→ **Material for the task**:
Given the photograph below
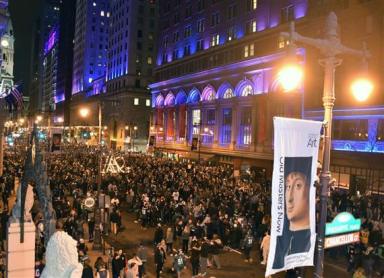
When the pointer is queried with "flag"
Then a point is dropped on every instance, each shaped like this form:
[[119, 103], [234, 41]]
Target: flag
[[293, 222], [15, 91]]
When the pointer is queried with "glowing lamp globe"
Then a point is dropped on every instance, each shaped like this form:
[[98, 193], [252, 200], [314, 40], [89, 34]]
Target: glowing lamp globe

→ **Description of the task**: Keeping the pictures out, output the records from above exactly and completely.

→ **Task answer**:
Given the photograph below
When the pointer is queried with "flag"
Then a point is dropped on every instance, each shaped like this form:
[[119, 103], [234, 41]]
Target: flag
[[293, 222], [15, 91]]
When the pointer is queried with "glowing lamp globe"
Then a point is dropped on every instance, each shaped like this form:
[[98, 193], [252, 200], [314, 40], [89, 34]]
Target: glowing lamp globe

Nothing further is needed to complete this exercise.